● **Task requirements**:
Put the lines of all the entries below into a numbered list, skipping any blank lines. Leave the pictures out of your answer.

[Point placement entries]

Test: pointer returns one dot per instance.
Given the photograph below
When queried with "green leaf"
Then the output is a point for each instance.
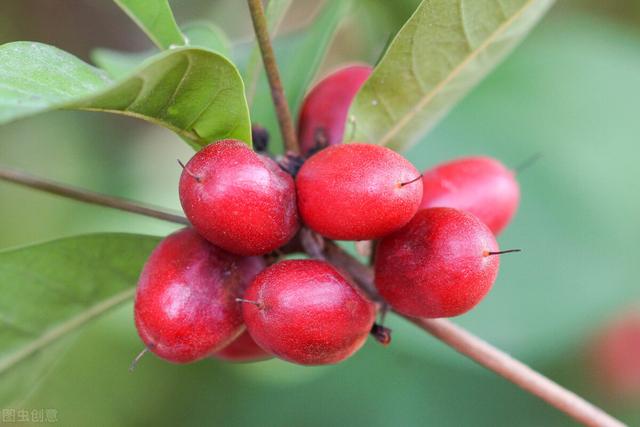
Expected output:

● **Expected answer**:
1. Test: pointer returns one dot per instance.
2. Given the photograph below
3. When queried with "green leaf"
4. Then the output is a point for each instance.
5. Expected output:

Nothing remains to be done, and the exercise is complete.